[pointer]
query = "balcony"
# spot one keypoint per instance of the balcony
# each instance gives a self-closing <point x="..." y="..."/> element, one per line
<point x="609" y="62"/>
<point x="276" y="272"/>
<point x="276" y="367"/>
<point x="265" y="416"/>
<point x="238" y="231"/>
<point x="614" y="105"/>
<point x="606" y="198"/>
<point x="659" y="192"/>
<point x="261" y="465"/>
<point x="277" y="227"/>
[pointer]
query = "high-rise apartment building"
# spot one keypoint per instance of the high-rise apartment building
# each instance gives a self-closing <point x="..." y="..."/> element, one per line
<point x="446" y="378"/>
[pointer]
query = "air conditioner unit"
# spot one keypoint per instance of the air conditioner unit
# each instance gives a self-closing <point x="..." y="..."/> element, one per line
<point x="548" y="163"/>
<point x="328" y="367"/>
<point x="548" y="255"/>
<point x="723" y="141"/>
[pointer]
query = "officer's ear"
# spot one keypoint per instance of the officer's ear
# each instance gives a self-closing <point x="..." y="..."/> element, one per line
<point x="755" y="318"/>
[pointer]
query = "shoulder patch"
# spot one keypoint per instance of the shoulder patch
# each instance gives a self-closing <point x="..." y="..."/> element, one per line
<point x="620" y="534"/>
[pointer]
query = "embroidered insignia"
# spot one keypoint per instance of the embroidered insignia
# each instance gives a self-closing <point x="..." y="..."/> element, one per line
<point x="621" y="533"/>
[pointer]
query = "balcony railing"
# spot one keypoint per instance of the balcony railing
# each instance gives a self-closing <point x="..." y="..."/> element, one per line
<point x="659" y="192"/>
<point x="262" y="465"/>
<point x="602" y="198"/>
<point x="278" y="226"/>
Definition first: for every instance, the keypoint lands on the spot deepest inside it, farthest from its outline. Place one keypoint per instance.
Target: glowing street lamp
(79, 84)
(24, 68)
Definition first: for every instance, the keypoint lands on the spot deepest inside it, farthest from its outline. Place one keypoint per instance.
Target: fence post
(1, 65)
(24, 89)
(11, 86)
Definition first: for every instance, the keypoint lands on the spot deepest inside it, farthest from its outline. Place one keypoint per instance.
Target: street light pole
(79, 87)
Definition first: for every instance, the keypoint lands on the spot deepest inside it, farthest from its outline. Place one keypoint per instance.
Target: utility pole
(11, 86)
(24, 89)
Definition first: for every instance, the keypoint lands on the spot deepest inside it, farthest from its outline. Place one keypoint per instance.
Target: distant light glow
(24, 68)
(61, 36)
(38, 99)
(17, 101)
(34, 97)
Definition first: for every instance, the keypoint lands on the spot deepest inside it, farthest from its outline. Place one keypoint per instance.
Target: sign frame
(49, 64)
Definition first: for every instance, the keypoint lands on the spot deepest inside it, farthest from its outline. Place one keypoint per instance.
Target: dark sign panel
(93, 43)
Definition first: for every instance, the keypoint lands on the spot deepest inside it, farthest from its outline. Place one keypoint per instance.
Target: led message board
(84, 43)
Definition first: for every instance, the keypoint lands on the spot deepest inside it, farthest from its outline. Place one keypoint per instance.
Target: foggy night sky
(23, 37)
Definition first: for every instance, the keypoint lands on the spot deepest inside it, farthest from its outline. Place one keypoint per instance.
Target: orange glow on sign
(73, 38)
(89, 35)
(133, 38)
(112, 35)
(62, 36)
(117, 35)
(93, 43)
---
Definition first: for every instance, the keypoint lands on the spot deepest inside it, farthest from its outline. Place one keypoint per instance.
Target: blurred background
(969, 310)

Description of the task: From the listing above, copy every line that holds the string "shoulder".

Result of the task:
query = "shoulder patch"
# spot one keypoint per instance of the shoulder patch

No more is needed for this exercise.